▸ **WORK ITEM**: Please output exactly the lines from the one that holds "Target: metal pole" through the final line of the data, and nothing else; leave out any pictures.

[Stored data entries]
- - -

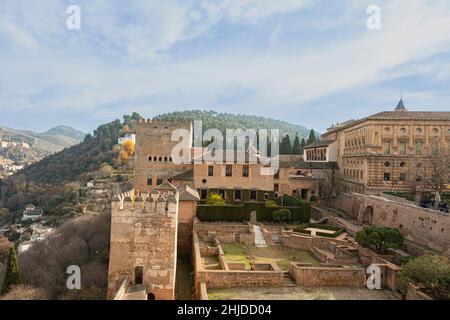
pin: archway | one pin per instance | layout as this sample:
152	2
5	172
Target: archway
367	215
138	275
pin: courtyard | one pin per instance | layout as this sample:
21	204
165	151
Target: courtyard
281	256
302	293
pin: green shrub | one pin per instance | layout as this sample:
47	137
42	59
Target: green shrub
271	204
431	273
242	212
214	199
281	215
380	238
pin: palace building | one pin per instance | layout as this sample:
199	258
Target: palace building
236	181
384	151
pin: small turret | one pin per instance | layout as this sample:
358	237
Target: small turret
401	106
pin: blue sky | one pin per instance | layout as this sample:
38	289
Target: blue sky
310	62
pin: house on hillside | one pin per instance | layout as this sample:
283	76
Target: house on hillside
128	137
31	212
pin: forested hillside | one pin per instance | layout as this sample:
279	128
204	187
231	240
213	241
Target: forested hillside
49	182
223	121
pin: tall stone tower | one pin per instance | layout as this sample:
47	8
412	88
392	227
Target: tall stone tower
143	247
154	153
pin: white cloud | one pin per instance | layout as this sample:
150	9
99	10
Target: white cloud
116	60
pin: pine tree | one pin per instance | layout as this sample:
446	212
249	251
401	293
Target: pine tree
297	149
312	137
12	272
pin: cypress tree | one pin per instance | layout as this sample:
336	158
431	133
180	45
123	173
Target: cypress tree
303	144
312	137
297	149
286	145
12	272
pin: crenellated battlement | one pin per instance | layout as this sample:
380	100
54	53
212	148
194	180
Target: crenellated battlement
156	201
162	124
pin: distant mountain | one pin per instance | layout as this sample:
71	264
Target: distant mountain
40	144
223	121
65	131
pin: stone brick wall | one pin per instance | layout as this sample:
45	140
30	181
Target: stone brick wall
227	279
427	227
323	277
225	232
153	139
143	235
414	293
186	212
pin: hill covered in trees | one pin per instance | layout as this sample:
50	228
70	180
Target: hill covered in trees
223	121
50	182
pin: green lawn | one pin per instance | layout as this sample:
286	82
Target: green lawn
235	252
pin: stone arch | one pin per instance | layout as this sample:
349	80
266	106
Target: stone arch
138	275
367	215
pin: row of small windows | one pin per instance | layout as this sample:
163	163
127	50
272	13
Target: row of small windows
418	130
159	159
316	154
229	171
158	181
358	174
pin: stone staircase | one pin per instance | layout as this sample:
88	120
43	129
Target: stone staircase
137	292
260	242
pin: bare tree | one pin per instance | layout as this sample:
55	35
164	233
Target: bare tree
330	183
438	169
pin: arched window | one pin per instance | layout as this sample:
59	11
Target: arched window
138	275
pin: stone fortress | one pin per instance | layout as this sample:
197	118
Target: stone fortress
156	221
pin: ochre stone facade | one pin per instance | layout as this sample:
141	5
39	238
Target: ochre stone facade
384	151
154	164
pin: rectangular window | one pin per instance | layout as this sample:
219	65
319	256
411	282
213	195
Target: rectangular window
418	147
229	170
387	147
403	147
245	171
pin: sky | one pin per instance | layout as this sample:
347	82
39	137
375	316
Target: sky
309	62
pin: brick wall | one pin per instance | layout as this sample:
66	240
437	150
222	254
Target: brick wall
427	227
227	279
323	277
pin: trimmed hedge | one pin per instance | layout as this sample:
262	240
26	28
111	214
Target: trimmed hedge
241	213
338	232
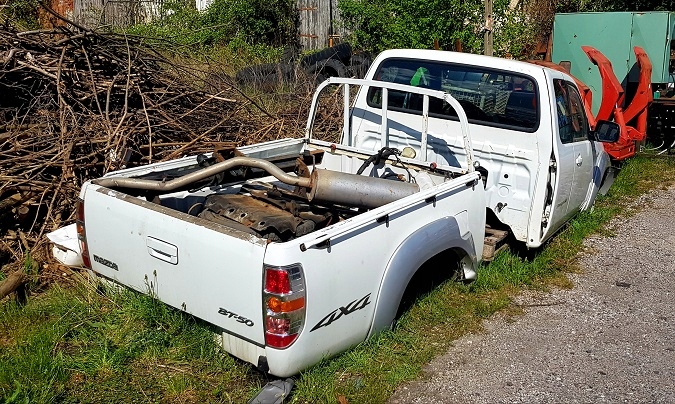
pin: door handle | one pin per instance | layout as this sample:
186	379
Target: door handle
162	250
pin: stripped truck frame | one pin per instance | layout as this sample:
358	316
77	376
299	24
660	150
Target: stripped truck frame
298	249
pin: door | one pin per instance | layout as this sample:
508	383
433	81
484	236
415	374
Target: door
571	165
583	156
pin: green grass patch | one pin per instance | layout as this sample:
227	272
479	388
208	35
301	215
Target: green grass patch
88	345
84	344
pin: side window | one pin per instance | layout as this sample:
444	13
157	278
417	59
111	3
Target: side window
572	122
489	97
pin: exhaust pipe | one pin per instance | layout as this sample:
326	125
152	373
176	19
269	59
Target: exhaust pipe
324	186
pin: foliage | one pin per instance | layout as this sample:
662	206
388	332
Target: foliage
234	22
22	13
384	24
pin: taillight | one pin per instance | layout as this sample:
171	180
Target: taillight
284	304
81	234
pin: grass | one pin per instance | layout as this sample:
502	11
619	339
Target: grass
88	344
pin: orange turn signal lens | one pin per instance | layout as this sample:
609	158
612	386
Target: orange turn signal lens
278	306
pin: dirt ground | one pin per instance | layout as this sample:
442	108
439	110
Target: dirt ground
610	339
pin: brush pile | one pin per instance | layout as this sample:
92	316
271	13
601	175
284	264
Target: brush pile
75	104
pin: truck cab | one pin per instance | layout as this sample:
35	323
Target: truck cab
540	160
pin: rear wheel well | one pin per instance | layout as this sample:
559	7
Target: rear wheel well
438	269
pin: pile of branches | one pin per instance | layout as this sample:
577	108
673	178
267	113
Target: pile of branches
76	104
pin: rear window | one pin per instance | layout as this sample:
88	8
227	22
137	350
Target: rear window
489	97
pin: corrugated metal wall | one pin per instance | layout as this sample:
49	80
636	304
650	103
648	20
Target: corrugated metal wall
115	13
319	19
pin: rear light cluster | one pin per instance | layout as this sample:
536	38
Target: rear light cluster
81	234
284	304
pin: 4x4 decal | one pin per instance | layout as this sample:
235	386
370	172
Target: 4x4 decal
335	315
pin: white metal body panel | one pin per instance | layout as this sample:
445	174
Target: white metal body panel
215	267
517	161
346	274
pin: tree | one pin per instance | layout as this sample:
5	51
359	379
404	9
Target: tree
385	24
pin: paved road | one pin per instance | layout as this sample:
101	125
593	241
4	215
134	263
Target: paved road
610	339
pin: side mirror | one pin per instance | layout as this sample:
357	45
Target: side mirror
606	132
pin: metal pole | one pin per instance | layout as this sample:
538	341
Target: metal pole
489	24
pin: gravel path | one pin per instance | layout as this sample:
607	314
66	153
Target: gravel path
610	339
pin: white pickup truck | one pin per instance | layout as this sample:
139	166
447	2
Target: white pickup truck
298	249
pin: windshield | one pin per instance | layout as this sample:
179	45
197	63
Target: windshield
489	97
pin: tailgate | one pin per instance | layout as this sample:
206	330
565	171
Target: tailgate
207	270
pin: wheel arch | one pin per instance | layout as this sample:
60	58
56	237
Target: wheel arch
424	244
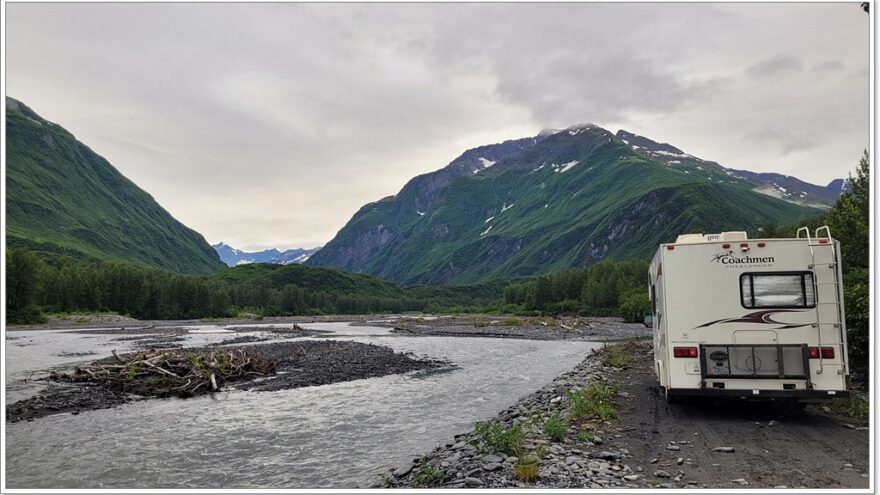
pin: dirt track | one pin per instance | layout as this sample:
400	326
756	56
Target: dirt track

- - -

▸ **YOUR SOLUTION**:
Target: metal pole
489	24
pin: gravel path | one pin per instance | layout as this sample:
607	314
66	153
Target: gravel path
610	339
pin: white pickup truck | one pin per instance | layout as this sample:
139	166
447	2
Target: white pickup truck
298	249
pin: windshield | one pin per instance | layout as this sample:
179	45
197	63
Target: windshield
489	97
pin: tailgate | one pin per instance | layout as this sample:
206	330
565	171
Target: tailgate
207	270
pin: wheel arch | one pin per instance | layout as this sample:
60	58
56	237
Target: wheel arch
424	244
pin: dirt track | one pin per instance | layout as this sample:
400	326
756	56
Target: dirt track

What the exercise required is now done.